__Task directions__
According to the text on talking with vaccine-hesitant parents, what must a parent in Washington show to get a school vaccination exemption?

__Text section__
Segment Open

No one likes to be talked down to, which is why it's not all that surprising that a new study found anti-vaccine parents respond to genuine information sharing more than they do to shaming on the same topic. The study was done in Washington, as a way to figure out how to best talk to parents who are skeptical about vaccines and try to sway them to understand the widely-accepted science. Using surveys and focus groups, the researchers trained certain parents to be advocates and armed them with science (and their own experiences) to talk to parents who were self-described as "vaccine hesitant."
What researchers found was that, after hearing a parent talk in a positive way about why they think vaccines are important, the number of parents that said they were concerned about other parents not vaccinating their children went up from 81 percent to almost 89 percent.
They also found that people reporting they were "hesitant" about vaccines decreased from 22 percent to 14 percent. Those are some pretty big changes, which means that shame — or commenting in all-caps on Facebook or mocking a vaccine skeptic — is really not the way to go. It's not rocket science that people want to be respected, or that appealing to someone's sense of empathy instead of shutting them down should work. But it's a good thing to remember the next time you find yourself bickering about vaccines.
The anti-vaccination movement is a powerful force and a major public health crisis. The researchers started the study in response to clusters of unvaccinated children getting measles or mumps in the state. This year, a mumps outbreak affected almost 300 kids, in five counties. In just 27 days in January this year, there were 230 reported cases of mumps in Arkansas, too. In Texas, mumps cases are at a 20 year high. That's insanity.
Mumps isn't often deadly, but it can have some serious consequences, like deafness or swelling of the brain once the initial infection has cleared up. (Remember, mumps is also totally preventable with an measles-mumps-rubella vaccination.) All states require that students show proof of vaccination to enroll in school, but each state also allows for certain exemptions. In Washington, for example, a parent just has to show a statement that's signed by the child's doctor saying that the parent was informed of the dangers of not vaccinating.
To start to bring those numbers down, something has to change. Starting with how everyone talks to each other is as good a place as any to start.

Segment Closed

__Excerpted records__
Segment Open

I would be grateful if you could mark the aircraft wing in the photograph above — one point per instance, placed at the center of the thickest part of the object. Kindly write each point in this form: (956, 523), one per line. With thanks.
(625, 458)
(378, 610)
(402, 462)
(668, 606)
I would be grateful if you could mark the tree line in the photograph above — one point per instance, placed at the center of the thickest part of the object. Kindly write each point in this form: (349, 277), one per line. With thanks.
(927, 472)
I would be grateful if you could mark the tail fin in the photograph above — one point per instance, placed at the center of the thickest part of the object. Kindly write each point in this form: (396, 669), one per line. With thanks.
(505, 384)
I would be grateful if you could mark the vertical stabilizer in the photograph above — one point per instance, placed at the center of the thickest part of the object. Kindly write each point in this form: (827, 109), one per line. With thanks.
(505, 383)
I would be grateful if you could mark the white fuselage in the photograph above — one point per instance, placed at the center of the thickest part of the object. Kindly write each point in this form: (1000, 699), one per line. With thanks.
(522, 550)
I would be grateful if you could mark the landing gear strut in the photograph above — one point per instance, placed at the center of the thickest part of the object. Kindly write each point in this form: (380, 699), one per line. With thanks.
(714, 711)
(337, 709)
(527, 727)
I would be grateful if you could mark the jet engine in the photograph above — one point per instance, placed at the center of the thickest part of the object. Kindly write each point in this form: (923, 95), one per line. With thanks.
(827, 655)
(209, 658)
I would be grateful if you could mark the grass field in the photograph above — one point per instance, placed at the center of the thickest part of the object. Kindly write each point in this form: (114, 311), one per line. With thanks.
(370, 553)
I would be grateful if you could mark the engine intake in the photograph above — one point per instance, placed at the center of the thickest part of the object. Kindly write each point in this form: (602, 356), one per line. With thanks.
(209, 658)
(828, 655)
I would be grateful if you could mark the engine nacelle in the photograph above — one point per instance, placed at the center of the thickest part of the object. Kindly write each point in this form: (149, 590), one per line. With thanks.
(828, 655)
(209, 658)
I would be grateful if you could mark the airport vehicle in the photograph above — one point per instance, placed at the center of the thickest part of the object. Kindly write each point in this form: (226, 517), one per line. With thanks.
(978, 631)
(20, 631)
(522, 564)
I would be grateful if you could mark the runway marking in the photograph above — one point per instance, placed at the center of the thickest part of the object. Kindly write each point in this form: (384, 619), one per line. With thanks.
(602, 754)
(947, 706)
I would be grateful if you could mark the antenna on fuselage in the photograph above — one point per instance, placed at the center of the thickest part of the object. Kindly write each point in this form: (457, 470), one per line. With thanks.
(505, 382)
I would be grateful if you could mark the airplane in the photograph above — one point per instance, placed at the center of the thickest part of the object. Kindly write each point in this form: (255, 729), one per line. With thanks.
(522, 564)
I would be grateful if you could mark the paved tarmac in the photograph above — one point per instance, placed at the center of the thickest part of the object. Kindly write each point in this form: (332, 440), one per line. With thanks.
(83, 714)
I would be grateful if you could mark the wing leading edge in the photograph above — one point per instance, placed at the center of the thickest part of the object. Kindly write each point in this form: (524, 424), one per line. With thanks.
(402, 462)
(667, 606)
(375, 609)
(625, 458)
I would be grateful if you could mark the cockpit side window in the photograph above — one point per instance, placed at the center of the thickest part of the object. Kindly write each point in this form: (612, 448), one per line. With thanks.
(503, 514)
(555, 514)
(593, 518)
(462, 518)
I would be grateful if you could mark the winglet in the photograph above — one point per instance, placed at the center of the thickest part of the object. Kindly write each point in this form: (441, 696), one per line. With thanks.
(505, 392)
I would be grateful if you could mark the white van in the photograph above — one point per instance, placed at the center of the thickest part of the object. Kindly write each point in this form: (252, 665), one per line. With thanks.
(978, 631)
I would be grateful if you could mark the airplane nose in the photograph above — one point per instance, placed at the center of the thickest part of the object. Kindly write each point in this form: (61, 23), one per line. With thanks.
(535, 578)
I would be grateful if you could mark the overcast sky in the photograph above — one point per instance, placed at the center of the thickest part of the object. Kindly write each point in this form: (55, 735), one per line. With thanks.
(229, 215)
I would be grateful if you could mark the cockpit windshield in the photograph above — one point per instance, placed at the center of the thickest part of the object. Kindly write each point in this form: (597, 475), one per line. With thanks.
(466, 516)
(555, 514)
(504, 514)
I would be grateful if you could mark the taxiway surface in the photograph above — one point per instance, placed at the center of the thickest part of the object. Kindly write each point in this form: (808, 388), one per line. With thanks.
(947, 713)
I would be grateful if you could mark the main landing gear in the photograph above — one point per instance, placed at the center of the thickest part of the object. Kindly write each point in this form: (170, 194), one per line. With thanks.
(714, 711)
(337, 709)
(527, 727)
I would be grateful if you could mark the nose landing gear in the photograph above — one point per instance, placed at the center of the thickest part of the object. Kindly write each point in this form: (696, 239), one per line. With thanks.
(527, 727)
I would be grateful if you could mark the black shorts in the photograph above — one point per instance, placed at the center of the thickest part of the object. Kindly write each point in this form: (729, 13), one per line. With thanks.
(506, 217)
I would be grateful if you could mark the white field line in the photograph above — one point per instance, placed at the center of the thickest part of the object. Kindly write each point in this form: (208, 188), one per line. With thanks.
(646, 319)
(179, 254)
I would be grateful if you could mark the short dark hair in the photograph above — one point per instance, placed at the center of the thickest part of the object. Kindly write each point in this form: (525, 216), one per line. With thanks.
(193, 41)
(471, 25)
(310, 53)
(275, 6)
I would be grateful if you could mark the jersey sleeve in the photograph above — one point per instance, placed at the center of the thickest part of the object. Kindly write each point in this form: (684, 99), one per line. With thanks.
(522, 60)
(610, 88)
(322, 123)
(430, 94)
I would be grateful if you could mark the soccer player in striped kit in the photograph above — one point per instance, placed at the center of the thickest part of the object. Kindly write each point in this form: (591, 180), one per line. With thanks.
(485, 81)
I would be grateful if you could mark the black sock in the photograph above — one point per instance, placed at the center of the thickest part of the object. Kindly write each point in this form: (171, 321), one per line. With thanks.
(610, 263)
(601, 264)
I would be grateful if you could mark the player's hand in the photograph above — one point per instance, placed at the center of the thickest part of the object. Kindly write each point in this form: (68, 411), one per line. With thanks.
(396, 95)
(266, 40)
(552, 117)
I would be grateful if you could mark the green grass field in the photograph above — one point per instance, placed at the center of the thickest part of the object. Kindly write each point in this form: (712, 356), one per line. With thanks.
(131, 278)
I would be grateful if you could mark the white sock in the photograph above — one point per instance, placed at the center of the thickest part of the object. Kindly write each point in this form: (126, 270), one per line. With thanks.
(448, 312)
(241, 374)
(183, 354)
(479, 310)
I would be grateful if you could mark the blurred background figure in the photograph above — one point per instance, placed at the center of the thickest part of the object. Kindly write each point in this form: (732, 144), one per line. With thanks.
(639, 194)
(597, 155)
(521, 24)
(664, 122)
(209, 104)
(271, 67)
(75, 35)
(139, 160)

Segment Closed

__Solution to this task__
A statement signed by the child's doctor saying the parent was informed of the dangers of not vaccinating.